These kinds of cruel triage decisions are commonplace in Haiti and existed long before the earthquake struck on January 12th. The poorest country in the Western Hemisphere has never had an effective public health system. Thousands of non-governmental organizations (ngos) - by some counts more than 10,000 - are trying to plug holes in the ship.
What's really needed is a new ship.
So far there's been no significant spending on rebuilding because there's nobody to spend it. The best hope is effective action by the Interim Haiti Recovery Commission co-chaired by President Bill Clinton and Haitian Prime Minister Jean-Max Bellerive. The Haitian parliament is still in the process of approving this commission, which will help allocate donor funds and oversee reconstruction.
Meanwhile, the clock is ticking in a major way. The rainy season has already arrived. With it will come an increase in problems such as malaria, dysentery, and lung infections. Malnutrition, disease, and stress - all exacerbated by the earthquake - are a particular threat to pregnant women and their offspring. And, of course, the generally miserable conditions present on January 11th not only persist but are significantly worse.
Where do ngos fit in? The Haitian people are desperate for relief today. They need the basics: food, clean water, housing, and medical care. In the absence of an effective government response, ngos have been stepping up. One Haitian man living in a tent told me that "the foreigners are helping us more than the government." There is no question that the activities of ngos need to be coordinated; too many people are doing their own thing. But until a strong, effective central authority arises, the ngos will continue to fulfill a crucial role.

§ **Source material**
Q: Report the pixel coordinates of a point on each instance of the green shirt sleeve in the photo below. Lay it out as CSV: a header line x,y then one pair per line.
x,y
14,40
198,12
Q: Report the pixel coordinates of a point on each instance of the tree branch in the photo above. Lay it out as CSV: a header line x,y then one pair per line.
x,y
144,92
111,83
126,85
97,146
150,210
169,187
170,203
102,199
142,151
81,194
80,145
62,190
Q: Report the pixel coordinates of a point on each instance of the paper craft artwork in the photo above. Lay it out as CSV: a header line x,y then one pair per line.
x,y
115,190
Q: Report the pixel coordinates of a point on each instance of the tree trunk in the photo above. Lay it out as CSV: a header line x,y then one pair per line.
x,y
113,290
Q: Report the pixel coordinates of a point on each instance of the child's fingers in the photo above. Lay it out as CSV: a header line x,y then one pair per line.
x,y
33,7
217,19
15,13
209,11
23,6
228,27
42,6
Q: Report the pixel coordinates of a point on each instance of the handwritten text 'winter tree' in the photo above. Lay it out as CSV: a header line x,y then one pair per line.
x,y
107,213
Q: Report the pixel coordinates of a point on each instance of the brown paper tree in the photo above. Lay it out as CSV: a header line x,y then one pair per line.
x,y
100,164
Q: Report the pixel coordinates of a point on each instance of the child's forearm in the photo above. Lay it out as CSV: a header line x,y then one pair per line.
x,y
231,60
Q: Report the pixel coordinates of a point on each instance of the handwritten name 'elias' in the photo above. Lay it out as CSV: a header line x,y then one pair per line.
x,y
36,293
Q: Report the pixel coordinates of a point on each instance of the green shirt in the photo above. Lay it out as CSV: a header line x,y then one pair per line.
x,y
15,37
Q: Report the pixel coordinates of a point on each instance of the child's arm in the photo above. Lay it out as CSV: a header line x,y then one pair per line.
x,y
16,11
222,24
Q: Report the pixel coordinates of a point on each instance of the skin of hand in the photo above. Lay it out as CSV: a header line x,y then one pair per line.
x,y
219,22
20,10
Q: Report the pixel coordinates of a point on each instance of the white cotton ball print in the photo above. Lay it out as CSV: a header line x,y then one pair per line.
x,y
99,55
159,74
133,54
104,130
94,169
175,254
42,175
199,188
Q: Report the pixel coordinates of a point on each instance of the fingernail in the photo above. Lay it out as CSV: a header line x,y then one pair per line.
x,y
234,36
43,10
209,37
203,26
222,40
--
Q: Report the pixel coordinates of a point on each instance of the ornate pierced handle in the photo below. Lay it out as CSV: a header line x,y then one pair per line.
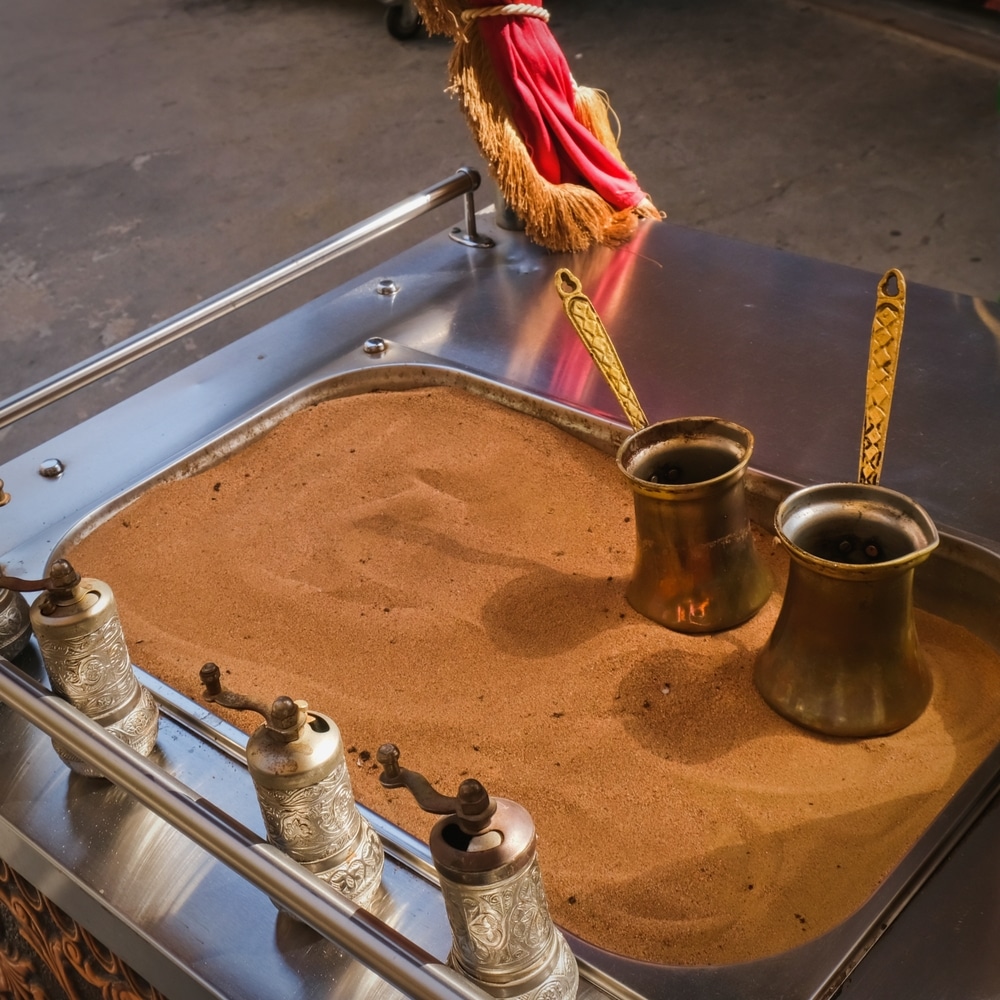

§ **Tasks to complete**
**1.** In the passage on Haiti's post-earthquake recovery, who co-chairs the Interim Haiti Recovery Commission?
**2.** Continue the passage on Haiti's post-earthquake recovery from its last sentence.

§ **Results for the exercise**
**1.** President Bill Clinton and Haitian Prime Minister Jean-Max Bellerive.

**2.**
A powerful example is Partners in Health (PIH), an ngo that has been helping Haitians for over twenty years. On April 5th, I visited the largest tent camp in Haiti: Parc Jean Marie Vincent. It houses almost 50,000 people displaced by the earthquake. PIH has set up a small clinic right inside the camp. Every worker I met was Haitian. Ten doctors see a total of 400-500 patients a day. Physicians, nurses, and other health professionals arrive first thing in the morning and don't leave until the last patient is seen. A rudimentary lab tests patients for pregnancy and illnesses like malaria, HIV, syphilis, and urinary infections. There's a small pharmacy. Family planning, psychological counseling, and social services are all provided. There are definite logistical challenges, such as maintaining enough supplies given the limited storage space. And the doctors and nurses told me they could use more of pretty much everything (space, health professionals, medications, lab equipment, supplies). But I couldn't help marveling over the small miracle PIH has created in the midst of a nightmare.
Back to the mission in the north of Haiti. After some very tense moments, a healthy baby girl was delivered and the premature baby boy survived the temporary lack of supplemental oxygen. And I left Haiti wondering whether the country will ever reach the point where the fate of its children doesn't rely on the roll of the dice.